> **Исходный текст**
▼▼▼

Максим Горький - Страница 6
Один из таких «живых мужиков» удивил Алексея своими уверениями в том, что крепостное право, отмененное за четверть века до этого, давало крестьянам определенные выгоды: «А в крепости у бар было, дескать, лучше: барин за мужика прятался, мужик – за барина, и кружились оба спокойно, сытые… Я не спорю, верно, при господах было спокойнее жить – господам не к выгоде, коли мужик беден; им хорошо, коли он богат, да не умен, вот что им на руку… Говорится: господа мужику чужие люди. И это – неверно. Мы – тех же господ, только – самый испод; конечно, барин учится по книжкам, а я – по шишкам, да у барина белее задница – тут и вся разница… мы оба пред Богом равны…»
В этих речах было столько дедовского смирения и столько надежды на лучшее будущее, что Алексей спрашивал себя, способен ли деревенский народ объединиться когда-нибудь, чтобы бороться со своим несправедливо тяжелым положением. Гораздо больше нравились ему настоящие рабочие, выдвигавшие протесты, а не эти сезонные, еще слишком привязанные к своему клочку земли, к своему деревенскому укладу, еще питавшие слишком много уважения к мундиру и сутане.

▲▲▲

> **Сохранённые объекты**
▼▼▼

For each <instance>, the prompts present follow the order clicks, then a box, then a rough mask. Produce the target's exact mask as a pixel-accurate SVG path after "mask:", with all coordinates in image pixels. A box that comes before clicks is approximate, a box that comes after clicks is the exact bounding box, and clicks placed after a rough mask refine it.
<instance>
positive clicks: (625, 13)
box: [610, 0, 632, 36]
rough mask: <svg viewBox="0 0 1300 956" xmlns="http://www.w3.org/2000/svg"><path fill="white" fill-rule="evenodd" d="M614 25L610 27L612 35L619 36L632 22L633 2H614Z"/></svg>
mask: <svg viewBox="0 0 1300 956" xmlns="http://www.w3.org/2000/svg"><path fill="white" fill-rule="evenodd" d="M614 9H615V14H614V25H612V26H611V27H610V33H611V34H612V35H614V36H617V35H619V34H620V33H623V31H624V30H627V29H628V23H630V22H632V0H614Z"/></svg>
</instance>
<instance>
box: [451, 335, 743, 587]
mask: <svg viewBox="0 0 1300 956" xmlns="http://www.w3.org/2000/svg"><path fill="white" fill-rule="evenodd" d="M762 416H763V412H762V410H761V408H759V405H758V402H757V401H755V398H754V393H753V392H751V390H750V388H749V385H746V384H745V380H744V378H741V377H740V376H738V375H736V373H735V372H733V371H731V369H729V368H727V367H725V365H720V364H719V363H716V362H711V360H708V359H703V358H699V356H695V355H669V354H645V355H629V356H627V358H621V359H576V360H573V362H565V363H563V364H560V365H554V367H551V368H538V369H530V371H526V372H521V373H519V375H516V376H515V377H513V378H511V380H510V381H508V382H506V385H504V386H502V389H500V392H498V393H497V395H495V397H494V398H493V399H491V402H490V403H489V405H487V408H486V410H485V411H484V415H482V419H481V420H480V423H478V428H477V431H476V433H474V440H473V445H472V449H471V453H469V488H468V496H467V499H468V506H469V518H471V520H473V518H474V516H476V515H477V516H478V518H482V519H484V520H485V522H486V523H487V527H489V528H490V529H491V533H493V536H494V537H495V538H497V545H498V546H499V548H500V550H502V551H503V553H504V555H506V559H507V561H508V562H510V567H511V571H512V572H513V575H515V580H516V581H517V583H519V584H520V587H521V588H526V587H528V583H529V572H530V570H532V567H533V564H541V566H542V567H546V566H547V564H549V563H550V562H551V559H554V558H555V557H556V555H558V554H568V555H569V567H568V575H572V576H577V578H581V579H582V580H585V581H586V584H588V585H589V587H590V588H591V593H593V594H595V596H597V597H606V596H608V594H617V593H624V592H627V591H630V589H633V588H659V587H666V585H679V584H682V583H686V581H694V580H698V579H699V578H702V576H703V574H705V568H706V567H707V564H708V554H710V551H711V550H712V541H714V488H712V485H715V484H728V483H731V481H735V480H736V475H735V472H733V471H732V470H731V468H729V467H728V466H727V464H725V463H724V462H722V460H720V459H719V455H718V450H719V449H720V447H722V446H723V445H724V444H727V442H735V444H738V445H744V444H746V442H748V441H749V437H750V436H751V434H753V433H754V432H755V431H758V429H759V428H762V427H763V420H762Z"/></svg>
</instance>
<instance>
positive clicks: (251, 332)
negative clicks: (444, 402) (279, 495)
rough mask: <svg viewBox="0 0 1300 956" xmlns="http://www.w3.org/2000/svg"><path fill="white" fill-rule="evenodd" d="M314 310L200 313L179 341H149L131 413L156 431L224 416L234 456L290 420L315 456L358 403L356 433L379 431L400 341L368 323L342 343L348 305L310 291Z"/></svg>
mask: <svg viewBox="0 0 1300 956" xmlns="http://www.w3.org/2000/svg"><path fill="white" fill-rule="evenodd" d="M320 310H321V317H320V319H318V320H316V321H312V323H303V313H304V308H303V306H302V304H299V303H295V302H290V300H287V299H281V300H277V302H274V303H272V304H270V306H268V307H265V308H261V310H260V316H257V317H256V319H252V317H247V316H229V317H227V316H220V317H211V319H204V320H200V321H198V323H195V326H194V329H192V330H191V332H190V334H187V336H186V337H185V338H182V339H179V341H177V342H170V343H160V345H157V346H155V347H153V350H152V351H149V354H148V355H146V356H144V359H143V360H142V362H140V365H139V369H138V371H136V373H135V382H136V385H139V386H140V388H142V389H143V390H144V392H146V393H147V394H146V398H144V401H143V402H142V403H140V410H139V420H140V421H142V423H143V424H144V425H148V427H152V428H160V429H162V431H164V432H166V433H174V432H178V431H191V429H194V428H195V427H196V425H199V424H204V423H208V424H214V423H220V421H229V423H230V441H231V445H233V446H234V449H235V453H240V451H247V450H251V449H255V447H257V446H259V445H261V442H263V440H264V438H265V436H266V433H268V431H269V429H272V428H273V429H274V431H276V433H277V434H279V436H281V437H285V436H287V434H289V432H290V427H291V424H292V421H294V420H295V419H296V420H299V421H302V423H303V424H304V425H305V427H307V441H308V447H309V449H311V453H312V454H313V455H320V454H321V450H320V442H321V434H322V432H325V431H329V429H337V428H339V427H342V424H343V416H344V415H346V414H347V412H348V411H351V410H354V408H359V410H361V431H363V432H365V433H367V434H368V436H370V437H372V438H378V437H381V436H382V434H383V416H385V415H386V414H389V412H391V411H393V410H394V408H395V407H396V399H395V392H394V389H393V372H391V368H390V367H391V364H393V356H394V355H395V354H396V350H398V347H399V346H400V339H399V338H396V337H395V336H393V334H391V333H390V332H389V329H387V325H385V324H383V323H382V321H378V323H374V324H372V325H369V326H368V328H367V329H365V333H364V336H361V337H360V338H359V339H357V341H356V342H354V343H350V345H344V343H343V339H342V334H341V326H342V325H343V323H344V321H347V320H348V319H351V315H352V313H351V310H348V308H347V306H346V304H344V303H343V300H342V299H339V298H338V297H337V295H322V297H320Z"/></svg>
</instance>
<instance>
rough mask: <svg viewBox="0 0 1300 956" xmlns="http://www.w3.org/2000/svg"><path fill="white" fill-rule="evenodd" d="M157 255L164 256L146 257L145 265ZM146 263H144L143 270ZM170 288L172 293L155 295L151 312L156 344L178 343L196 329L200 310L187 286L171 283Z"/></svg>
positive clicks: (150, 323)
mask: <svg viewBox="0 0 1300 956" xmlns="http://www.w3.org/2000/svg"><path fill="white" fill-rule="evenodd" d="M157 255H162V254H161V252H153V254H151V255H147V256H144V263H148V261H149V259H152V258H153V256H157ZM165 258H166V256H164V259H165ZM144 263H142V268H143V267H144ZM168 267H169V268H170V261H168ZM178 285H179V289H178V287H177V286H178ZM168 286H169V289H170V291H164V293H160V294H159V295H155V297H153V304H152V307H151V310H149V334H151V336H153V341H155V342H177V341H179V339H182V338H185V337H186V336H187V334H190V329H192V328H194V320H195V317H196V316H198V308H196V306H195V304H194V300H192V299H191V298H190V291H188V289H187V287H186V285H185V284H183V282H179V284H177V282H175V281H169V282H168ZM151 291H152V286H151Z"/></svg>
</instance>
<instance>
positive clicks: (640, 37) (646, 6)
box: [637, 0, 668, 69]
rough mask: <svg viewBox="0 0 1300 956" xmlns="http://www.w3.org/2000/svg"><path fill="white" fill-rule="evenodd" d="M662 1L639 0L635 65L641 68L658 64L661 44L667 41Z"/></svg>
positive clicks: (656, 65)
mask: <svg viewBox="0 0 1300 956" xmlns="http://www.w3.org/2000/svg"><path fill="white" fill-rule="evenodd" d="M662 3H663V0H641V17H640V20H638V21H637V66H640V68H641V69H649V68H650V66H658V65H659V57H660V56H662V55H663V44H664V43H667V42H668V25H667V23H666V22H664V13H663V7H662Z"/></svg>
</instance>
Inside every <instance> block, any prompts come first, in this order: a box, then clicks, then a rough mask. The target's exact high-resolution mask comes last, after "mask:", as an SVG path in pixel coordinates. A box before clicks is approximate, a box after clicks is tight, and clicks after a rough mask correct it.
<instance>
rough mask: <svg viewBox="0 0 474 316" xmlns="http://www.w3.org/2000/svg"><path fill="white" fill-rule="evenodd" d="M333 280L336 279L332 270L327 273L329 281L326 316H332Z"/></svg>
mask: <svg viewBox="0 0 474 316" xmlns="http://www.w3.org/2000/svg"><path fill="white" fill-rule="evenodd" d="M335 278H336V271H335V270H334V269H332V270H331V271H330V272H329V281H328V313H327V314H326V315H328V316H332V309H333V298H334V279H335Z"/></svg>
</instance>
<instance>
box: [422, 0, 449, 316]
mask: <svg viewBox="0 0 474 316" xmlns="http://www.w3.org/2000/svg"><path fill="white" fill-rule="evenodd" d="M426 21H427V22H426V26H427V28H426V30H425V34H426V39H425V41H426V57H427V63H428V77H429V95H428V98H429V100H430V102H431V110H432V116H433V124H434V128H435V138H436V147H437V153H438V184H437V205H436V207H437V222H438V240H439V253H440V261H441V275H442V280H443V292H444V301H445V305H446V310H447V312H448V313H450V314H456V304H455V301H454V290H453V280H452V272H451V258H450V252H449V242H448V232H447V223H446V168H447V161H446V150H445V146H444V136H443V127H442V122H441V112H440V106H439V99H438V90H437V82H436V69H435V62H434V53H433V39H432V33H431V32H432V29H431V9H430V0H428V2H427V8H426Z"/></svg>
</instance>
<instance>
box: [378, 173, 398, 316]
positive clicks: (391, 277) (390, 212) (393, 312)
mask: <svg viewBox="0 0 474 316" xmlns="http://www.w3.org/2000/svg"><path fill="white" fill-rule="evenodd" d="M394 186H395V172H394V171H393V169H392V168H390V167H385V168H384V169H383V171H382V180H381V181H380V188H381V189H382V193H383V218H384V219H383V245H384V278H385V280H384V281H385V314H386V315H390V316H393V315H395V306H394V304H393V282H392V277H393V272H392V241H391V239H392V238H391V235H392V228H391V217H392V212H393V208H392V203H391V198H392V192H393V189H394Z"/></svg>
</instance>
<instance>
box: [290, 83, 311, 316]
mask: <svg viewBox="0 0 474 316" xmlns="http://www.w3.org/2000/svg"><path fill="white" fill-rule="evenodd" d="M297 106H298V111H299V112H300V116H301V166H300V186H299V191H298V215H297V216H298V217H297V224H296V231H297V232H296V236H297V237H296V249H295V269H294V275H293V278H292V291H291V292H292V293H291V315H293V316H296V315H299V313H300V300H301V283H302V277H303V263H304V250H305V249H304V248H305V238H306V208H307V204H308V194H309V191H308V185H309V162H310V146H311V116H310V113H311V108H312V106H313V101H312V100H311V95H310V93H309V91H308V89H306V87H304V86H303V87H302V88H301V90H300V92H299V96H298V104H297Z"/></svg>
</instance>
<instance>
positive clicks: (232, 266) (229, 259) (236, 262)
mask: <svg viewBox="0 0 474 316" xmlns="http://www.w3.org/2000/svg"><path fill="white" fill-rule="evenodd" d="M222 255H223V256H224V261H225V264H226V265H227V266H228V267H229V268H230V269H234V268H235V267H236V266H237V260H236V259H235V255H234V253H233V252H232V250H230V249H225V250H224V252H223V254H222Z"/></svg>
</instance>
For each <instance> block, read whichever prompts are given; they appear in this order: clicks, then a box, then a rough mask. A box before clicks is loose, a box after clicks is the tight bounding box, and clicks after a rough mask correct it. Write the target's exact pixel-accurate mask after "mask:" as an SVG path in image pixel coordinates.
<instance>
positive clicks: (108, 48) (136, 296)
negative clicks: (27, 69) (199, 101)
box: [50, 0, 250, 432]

▲▲▲

> **Задания**
(1) Повторите фрагмент текста о Горьком дословно: начните с места, где стоят слова «В этих речах», и остановитесь после слов «мундиру и сутане.».
(2) За какой срок до описанных событий, согласно тексту о Горьком, было отменено крепостное право?

> **Ответы**
(1)
В этих речах было столько дедовского смирения и столько надежды на лучшее будущее, что Алексей спрашивал себя, способен ли деревенский народ объединиться когда-нибудь, чтобы бороться со своим несправедливо тяжелым положением. Гораздо больше нравились ему настоящие рабочие, выдвигавшие протесты, а не эти сезонные, еще слишком привязанные к своему клочку земли, к своему деревенскому укладу, еще питавшие слишком много уважения к мундиру и сутане.

(2) За четверть века.